EXCERPTED TEXT:
What fascinated me was the suggestion by Wilson that Darwinism became so popular because it suited the needs of the Victorian middle classes who wanted to be able to enjoy their superiority and wealth and justify it without guilt.(Wilson wrote the definitive book on The Victorians and has a great grasp of Victorian society).

Darwinian evolution provided that justification. The consequences of this were to have an incredible impact in the 20th century. As Wilson puts it: 'It remains fair, however, to say that Darwin was a direct and disastrous influence, not only on Hitler, but on the whole mid-20th century political mindset.' Wilson documents and evidences the direct line between Darwinism, eugenics, and the Nazi philosophy that ultimately led to the Holocaust.

A few years ago I read the memoir of Traudl Junge, Hitler's secretary. Speaking of Hitler she testified:

'Sometimes we also had interesting discussions about the church and the development of the human race. Perhaps it's going too far to call them discussions, because he would begin explaining his ideas when some question or remark from one of us had set them off, and we just listened. He was not a member of any church, and thought the Christian religions were outdated, hypocritical institutions that lured people into them. The laws of nature were his religion. He could reconcile his dogma of violence better with nature than with the Christian doctrine of loving your neighbour and your enemy. 'Science isn't yet clear about the origins of humanity,' he once said. 'We are probably the highest stage of development of some mammal which developed from reptiles and moved on to human beings, perhaps by way of the apes. We are a part of creation and children of nature, and the same laws apply to us as to all living creatures. And in nature the law of the struggle for survival has reigned from the first.

EXCERPTED DATA:
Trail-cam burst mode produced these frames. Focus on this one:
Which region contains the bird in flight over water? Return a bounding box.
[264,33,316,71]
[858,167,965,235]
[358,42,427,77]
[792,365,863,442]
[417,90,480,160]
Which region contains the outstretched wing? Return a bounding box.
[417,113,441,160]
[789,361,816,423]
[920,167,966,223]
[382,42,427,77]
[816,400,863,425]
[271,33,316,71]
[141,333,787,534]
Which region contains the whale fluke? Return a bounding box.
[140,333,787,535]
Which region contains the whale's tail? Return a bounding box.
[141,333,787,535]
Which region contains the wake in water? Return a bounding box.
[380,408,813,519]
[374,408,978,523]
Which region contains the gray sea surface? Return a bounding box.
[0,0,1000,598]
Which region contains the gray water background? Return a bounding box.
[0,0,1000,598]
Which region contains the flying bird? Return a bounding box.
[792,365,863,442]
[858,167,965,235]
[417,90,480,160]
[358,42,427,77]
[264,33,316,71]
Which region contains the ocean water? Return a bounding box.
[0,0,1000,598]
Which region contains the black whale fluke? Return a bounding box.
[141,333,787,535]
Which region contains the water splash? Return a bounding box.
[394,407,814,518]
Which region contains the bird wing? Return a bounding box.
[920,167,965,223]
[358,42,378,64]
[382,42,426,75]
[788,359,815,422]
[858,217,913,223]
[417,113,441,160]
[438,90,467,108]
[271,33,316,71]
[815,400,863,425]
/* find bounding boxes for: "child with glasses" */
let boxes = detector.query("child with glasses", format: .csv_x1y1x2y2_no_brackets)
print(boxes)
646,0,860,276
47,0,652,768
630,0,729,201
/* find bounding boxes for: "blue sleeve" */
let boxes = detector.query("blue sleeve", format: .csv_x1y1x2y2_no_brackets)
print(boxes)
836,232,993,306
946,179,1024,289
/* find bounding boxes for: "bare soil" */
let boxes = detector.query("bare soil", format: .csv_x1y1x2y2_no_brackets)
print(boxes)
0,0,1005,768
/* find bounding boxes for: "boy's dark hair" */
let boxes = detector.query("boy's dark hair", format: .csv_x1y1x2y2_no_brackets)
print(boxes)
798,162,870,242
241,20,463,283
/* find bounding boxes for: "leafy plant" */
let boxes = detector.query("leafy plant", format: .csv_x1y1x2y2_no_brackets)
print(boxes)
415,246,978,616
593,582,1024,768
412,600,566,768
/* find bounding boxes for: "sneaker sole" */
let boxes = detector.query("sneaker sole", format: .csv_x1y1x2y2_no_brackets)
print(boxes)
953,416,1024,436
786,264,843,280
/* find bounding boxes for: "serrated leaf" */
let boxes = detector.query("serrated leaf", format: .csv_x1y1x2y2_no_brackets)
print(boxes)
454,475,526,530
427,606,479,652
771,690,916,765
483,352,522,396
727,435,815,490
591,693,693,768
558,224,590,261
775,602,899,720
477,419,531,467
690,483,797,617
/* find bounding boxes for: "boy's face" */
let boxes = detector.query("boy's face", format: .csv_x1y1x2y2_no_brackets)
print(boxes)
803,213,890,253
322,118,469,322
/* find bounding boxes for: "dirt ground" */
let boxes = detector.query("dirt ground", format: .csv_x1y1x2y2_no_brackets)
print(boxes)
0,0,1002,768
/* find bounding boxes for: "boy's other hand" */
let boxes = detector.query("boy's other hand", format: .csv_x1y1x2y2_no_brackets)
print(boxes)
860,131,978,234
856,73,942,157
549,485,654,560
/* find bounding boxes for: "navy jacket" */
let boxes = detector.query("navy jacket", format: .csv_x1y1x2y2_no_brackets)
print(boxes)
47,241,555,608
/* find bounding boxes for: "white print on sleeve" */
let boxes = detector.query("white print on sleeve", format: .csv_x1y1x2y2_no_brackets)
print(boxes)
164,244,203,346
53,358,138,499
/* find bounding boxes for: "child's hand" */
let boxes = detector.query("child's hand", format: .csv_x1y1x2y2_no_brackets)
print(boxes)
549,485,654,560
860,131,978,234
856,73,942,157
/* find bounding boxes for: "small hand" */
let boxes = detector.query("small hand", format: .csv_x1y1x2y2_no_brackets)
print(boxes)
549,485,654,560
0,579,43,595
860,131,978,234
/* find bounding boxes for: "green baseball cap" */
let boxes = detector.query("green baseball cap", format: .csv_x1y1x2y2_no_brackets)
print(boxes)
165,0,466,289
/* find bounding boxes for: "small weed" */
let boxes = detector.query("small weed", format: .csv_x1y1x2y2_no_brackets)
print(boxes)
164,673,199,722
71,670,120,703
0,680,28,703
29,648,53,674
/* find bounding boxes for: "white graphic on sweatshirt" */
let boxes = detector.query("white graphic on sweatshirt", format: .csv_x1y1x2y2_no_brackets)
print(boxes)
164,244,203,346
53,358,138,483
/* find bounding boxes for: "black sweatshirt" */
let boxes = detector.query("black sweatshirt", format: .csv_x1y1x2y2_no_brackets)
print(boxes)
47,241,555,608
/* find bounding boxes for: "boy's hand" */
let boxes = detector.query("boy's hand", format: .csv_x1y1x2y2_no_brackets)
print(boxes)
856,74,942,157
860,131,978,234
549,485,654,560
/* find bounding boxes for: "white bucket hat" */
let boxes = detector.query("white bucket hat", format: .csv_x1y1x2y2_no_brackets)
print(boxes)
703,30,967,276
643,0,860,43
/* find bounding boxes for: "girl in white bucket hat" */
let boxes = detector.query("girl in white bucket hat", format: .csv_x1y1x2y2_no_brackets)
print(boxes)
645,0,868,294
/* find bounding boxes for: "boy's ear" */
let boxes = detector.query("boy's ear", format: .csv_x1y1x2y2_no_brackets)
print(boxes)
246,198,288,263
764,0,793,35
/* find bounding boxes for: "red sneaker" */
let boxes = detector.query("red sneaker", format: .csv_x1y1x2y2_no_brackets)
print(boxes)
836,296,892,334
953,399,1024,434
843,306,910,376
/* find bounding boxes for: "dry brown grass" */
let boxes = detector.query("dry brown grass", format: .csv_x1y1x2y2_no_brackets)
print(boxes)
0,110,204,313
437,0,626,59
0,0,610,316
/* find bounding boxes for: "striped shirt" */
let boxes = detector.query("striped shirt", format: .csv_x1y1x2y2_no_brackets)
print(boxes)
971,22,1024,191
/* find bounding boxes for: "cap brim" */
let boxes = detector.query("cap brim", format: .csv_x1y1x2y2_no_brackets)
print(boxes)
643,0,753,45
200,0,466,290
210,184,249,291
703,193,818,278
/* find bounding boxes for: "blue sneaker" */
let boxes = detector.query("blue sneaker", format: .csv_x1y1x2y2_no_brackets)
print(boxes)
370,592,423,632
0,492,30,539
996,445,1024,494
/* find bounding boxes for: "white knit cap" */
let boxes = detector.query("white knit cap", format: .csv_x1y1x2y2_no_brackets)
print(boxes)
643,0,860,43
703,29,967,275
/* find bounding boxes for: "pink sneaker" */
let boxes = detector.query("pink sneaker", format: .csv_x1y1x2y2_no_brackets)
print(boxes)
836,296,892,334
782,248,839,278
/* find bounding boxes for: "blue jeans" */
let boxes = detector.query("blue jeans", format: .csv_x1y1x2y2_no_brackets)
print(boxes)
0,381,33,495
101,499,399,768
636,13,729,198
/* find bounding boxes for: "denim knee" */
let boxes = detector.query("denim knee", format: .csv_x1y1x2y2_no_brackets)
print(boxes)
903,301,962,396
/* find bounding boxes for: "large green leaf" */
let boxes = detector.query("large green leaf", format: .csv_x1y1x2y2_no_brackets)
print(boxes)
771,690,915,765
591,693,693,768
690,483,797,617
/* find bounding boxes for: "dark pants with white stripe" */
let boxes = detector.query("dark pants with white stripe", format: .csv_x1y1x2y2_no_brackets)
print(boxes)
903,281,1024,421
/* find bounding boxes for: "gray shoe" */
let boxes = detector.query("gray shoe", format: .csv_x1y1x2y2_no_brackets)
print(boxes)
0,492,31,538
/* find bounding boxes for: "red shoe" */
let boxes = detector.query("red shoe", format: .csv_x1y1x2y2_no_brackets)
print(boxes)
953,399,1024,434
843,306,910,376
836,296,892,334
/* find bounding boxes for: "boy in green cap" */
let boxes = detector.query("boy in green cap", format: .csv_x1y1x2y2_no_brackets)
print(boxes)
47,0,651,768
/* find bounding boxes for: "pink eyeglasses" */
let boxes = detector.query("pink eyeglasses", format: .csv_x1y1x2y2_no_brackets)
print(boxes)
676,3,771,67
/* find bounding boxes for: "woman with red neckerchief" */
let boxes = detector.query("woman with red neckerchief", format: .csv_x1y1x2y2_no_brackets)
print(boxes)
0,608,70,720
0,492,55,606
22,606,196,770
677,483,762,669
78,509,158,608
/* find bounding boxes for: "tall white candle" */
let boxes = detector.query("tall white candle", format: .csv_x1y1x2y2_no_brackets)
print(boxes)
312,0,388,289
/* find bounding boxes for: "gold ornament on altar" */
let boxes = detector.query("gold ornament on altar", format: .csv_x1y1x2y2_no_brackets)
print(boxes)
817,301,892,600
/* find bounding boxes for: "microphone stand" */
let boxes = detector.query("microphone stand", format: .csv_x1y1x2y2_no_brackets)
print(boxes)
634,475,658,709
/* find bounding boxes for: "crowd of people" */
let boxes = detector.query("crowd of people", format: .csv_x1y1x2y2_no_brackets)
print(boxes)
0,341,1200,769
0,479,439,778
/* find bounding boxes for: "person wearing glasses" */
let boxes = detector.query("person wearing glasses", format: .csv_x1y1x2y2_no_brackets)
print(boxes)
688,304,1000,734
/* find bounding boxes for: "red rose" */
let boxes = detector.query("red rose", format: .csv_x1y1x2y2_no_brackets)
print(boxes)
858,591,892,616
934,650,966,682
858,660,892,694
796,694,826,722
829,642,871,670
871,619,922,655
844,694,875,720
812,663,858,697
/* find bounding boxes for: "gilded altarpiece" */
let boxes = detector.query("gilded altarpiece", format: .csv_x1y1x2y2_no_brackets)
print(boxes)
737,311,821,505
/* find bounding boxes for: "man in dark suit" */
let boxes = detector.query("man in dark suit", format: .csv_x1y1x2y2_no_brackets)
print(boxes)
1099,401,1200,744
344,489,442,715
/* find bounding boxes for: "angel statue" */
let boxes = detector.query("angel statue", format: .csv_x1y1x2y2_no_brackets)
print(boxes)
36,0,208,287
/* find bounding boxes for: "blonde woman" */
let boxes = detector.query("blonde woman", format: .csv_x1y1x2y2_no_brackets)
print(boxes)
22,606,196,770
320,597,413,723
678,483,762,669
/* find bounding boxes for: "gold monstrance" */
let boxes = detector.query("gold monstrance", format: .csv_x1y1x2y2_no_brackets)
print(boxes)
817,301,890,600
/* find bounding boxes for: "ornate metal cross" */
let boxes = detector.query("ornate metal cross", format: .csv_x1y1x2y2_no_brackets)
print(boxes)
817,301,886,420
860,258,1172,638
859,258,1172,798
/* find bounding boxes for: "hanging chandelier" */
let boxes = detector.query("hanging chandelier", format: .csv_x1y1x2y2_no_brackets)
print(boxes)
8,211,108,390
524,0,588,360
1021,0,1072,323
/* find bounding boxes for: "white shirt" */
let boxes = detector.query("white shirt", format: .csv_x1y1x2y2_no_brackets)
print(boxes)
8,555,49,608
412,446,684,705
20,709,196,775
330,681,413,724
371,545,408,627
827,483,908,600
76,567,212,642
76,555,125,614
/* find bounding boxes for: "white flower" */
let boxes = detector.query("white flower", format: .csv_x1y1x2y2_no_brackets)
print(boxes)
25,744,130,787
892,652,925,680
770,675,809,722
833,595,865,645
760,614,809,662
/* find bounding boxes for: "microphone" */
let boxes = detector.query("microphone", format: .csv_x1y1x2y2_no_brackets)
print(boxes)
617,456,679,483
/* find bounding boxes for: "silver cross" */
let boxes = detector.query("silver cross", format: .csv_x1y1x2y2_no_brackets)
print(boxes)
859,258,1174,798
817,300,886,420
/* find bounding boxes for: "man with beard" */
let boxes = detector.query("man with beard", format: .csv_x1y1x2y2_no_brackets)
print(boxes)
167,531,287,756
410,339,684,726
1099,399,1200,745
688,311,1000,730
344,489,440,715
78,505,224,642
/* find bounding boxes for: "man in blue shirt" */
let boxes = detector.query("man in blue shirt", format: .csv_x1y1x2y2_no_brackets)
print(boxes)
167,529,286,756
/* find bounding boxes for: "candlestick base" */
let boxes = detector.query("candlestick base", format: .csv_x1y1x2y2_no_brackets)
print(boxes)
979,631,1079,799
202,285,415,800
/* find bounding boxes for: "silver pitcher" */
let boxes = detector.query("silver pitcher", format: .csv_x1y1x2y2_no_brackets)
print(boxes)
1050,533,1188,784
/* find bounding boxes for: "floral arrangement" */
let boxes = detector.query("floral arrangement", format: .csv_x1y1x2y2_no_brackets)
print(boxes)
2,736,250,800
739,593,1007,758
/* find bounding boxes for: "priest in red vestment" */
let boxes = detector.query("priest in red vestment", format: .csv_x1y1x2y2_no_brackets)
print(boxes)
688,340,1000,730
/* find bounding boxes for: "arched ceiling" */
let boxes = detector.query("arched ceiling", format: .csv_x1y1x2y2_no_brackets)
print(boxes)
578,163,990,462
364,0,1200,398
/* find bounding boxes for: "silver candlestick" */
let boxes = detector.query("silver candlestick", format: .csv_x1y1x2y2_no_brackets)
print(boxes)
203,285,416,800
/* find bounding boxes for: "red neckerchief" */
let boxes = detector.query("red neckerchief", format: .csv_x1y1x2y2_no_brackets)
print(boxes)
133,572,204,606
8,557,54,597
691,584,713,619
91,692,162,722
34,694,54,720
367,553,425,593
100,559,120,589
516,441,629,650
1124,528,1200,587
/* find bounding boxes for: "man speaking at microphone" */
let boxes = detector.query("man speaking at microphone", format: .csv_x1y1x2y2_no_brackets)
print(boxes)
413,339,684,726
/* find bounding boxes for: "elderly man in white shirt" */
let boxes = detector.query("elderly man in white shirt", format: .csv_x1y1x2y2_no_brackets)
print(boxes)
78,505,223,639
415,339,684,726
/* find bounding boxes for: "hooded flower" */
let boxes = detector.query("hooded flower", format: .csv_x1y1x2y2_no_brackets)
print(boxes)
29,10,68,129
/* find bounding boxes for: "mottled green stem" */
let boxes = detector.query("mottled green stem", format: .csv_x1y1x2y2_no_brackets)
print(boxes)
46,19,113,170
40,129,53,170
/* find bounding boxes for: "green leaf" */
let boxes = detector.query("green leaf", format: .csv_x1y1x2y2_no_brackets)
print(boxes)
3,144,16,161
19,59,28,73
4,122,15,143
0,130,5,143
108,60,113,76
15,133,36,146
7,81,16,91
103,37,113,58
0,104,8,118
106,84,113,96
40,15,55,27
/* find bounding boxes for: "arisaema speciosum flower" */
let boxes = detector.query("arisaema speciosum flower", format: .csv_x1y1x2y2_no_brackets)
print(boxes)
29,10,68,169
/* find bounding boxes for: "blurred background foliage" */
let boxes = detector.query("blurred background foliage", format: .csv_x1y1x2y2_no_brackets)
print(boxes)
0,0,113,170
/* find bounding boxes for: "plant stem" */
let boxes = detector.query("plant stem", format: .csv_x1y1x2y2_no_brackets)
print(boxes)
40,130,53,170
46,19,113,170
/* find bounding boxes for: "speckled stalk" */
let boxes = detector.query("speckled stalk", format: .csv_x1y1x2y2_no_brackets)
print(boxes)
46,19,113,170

TASK LIST:
[a] Quote the Darwinism excerpt word for word, between "What fascinated me" and "to the Holocaust.", inclusive.
[b] Answer these questions using the Darwinism excerpt:
(i) According to Wilson's suggestion, whose needs did Darwinism suit?
(ii) Whose memoir did the writer read a few years ago?
(iii) What did Hitler take as his religion, in Junge's account?
[c] Write a continuation of the Darwinism excerpt, starting after its final sentence.

RESULTS BY TASK:
[a]
What fascinated me was the suggestion by Wilson that Darwinism became so popular because it suited the needs of the Victorian middle classes who wanted to be able to enjoy their superiority and wealth and justify it without guilt.(Wilson wrote the definitive book on The Victorians and has a great grasp of Victorian society).

Darwinian evolution provided that justification. The consequences of this were to have an incredible impact in the 20th century. As Wilson puts it: 'It remains fair, however, to say that Darwin was a direct and disastrous influence, not only on Hitler, but on the whole mid-20th century political mindset.' Wilson documents and evidences the direct line between Darwinism, eugenics, and the Nazi philosophy that ultimately led to the Holocaust.

[b]
(i) The Victorian middle classes.
(ii) The memoir of Traudl Junge, Hitler's secretary.
(iii) The laws of nature.

[c]
'Everything incapable of life, everything weak is eliminated. Only mankind and above all the church have made it their aim to keep alive the weak, those unfit to live, and people of an inferior kind.'

Darwin's influence on another great mind whose influence would affect the 20th century profoundly was witnessed at Marx's funeral in 1883 in Highgate cemetery in London, where Frederick Engels declared: 'Just as Darwin discovered the law of evolution in human nature, so Marx discovered the law of evolution in human history.'

Darwin, Freud and Marx were the three great influences who made the 20th century to be what the historian Niall Ferguson called 'Atheism's failed century'. Freud and Marx have largely been discredited. Wilson now seeks to do the same to Darwin. You will have to read the book for yourself to see whether he succeeds or not.

But Christians need to be very careful here. If you are a young earth creationist don't jump for joy too quickly! Wilson is not challenging what he regards as the accepted science – that the earth is billions of years old and that mankind was created by evolution.His specific challenge is to evolution by natural selection, through a gradual process, and involving the strong overcoming the weak.

What is however fascinating about his book is that it shows that ideas have consequences and that sometimes people hear what they want to hear. Darwinism, he says, 'succeeded for precisely the reason that so many critics of religion think that religions succeed. Darwin offered to the emerging Victorian middle classes a consolation myth. He told them that all their getting and spending, all their neglect of their own poor huddled masses, all their greed and selfishness was in fact natural. It was the way things were.'

Darwin's granddaughter Gwen asserted of her Darwin father and his brothers that they were 'quite unable to understand the minds of the poor, the wicked, or the religious'. Darwin himself wrote: 'It has been truly said that all nature is at war; the strongest ultimately prevail, the weakest fail...' That is not the philosophy of Christ. The Church does indeed seek to keep alive 'the weak, people unfit to live and those of an inferior kind'. Amen to that.